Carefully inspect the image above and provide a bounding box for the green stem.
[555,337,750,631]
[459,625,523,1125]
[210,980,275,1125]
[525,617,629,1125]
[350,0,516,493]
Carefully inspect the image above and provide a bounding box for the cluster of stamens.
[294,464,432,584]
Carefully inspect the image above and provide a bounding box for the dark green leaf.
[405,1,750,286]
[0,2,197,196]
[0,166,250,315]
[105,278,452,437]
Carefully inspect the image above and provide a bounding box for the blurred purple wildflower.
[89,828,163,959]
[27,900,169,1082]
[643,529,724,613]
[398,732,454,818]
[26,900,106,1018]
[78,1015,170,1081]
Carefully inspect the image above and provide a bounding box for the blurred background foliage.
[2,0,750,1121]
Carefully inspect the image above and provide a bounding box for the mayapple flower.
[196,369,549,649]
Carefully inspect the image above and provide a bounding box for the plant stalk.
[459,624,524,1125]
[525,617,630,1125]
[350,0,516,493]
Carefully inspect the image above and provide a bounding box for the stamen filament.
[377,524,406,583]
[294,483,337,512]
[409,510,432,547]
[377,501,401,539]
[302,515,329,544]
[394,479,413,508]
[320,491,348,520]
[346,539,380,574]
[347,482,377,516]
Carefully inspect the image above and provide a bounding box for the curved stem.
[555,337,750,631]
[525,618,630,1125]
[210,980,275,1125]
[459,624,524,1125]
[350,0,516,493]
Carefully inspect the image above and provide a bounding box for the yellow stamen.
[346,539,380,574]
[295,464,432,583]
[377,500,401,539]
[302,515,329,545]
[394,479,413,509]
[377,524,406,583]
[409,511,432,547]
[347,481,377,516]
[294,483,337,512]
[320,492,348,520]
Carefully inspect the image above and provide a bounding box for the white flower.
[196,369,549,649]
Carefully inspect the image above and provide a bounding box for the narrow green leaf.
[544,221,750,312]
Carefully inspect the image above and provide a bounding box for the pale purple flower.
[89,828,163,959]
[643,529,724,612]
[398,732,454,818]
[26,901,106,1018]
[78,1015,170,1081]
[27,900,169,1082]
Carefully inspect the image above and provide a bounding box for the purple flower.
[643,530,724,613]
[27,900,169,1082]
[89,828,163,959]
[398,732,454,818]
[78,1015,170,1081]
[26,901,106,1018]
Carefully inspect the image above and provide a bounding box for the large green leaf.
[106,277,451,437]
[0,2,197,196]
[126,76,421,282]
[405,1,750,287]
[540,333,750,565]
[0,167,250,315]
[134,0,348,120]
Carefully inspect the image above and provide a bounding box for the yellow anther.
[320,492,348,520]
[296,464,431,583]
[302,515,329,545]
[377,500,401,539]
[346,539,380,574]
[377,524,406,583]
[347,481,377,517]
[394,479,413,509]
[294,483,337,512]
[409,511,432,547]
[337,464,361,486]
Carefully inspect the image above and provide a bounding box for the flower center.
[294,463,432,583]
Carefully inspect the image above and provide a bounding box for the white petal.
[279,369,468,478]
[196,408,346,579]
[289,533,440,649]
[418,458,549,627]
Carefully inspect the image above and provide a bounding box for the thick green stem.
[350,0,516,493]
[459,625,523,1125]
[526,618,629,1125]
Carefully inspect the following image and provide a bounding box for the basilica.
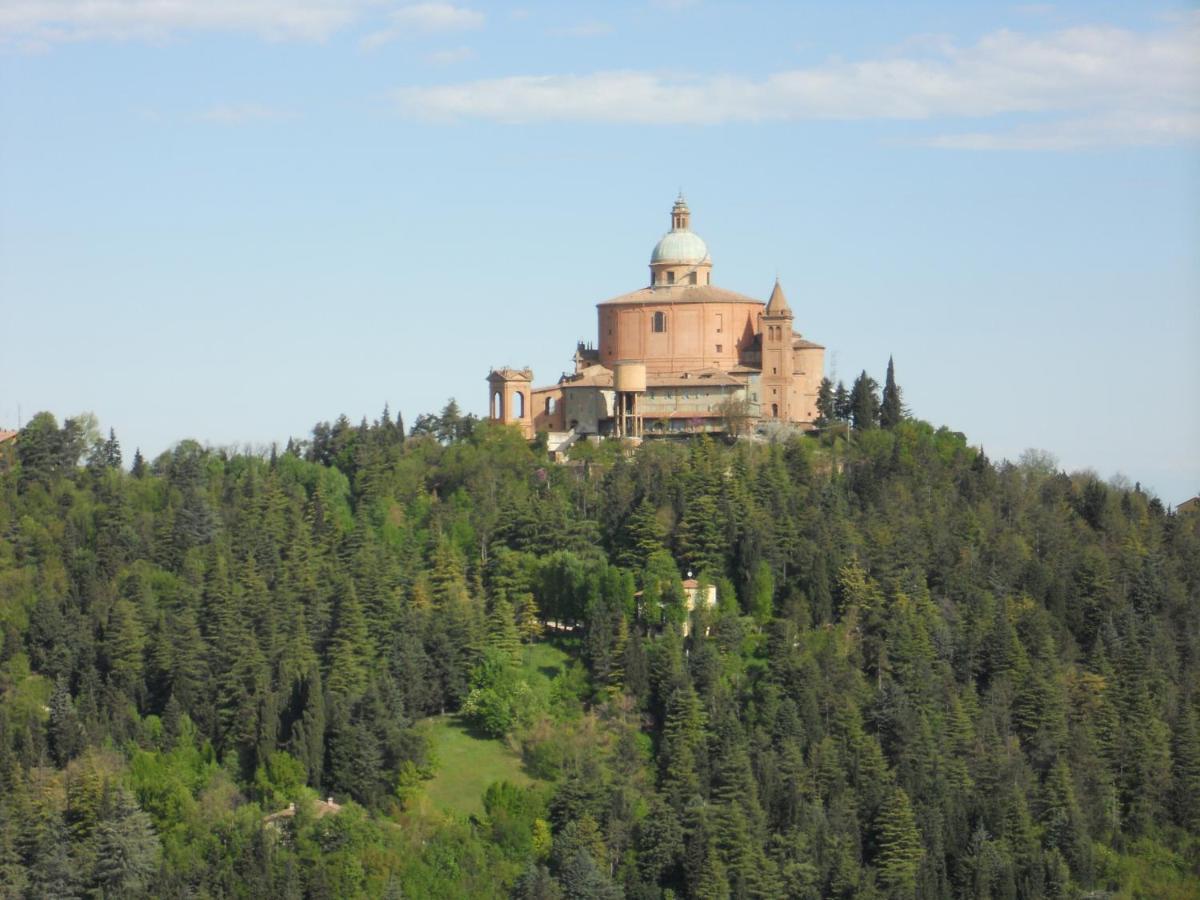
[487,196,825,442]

☆ ☆ ☆ ☆ ☆

Action item » With the images omitted, return the full material exactly.

Result »
Carefully inspect the image above and provide a bounding box for the green stem.
[555,337,750,631]
[459,625,523,1125]
[210,980,275,1125]
[525,617,629,1125]
[350,0,516,493]
Carefully inspect the image above and provide a bounding box for the cluster of stamens.
[294,464,432,584]
Carefully inspect the image above and provide a bounding box for the dark green leaf.
[405,1,750,286]
[0,2,197,196]
[0,166,250,315]
[105,278,452,437]
Carefully inspect the image above and provide a bounding box for the blurred purple wildflower.
[89,828,163,959]
[27,900,169,1082]
[643,529,724,613]
[398,732,454,818]
[26,900,106,1018]
[78,1015,170,1081]
Carefully inspect the image above and provide a bounding box for the blurred background foliage.
[2,0,750,1121]
Carefully inspect the image above and provide a bounding box for the mayapple flower.
[196,369,549,649]
Carefully inspect the image above and provide a bounding box for the plant stalk.
[459,624,524,1125]
[525,617,630,1125]
[350,0,516,493]
Carefully inspect the image above and provide a bounding box for the stamen filament.
[377,524,406,583]
[294,483,337,512]
[409,510,432,547]
[377,501,401,539]
[302,515,329,544]
[394,479,413,508]
[320,491,348,520]
[346,539,380,574]
[347,482,377,516]
Carefully inspect the image above and provide a bounding box for the curved stem.
[555,337,750,631]
[525,618,630,1125]
[210,980,275,1125]
[459,624,524,1125]
[350,0,516,493]
Carefully inspect the image above and provide a bounding box for the yellow stamen.
[346,539,380,574]
[295,464,432,583]
[377,500,401,539]
[302,515,329,545]
[394,479,413,509]
[377,524,406,583]
[409,511,432,547]
[347,481,377,516]
[294,483,337,512]
[320,492,348,520]
Carefully inspect the image above and provide a bounding box for the white flower.
[196,369,549,649]
Carefully inspect the image above and provide a bounding box for the narrow green leaf.
[544,221,750,312]
Carefully inspect the image above and provide a bounding box for the pale purple flower.
[89,828,163,959]
[643,529,724,612]
[398,732,454,818]
[26,901,106,1018]
[78,1015,170,1081]
[27,900,169,1082]
Carefully inspect the image above and provide a bounding box for the purple flower.
[643,530,724,613]
[27,900,169,1082]
[89,828,163,959]
[398,732,454,818]
[78,1015,170,1081]
[26,901,106,1018]
Carefully inspect the image above and provide a bounding box for the large green leaf.
[106,277,451,437]
[0,2,197,196]
[126,76,421,282]
[405,1,750,287]
[540,333,750,565]
[0,167,250,315]
[134,0,348,120]
Carefully inspect the image above and provide a bounding box for the yellow anther.
[320,492,348,520]
[296,464,431,583]
[302,515,329,545]
[377,500,401,539]
[346,539,380,574]
[377,524,406,583]
[347,481,377,517]
[394,479,413,509]
[294,483,337,512]
[409,511,432,547]
[337,464,361,486]
Carefully inspect the image above and provide a bounding box for the flower center.
[294,463,432,583]
Carefully inspect the image above and provide a bounding box for the white petal.
[279,369,468,478]
[196,408,346,579]
[289,533,440,649]
[418,458,549,627]
Carefully inspect the image above and provide a bounding box for the thick green stem.
[350,0,516,493]
[459,625,523,1125]
[526,618,629,1125]
Carefully inspect the following image and provide a bounding box for the basilica.
[487,196,825,442]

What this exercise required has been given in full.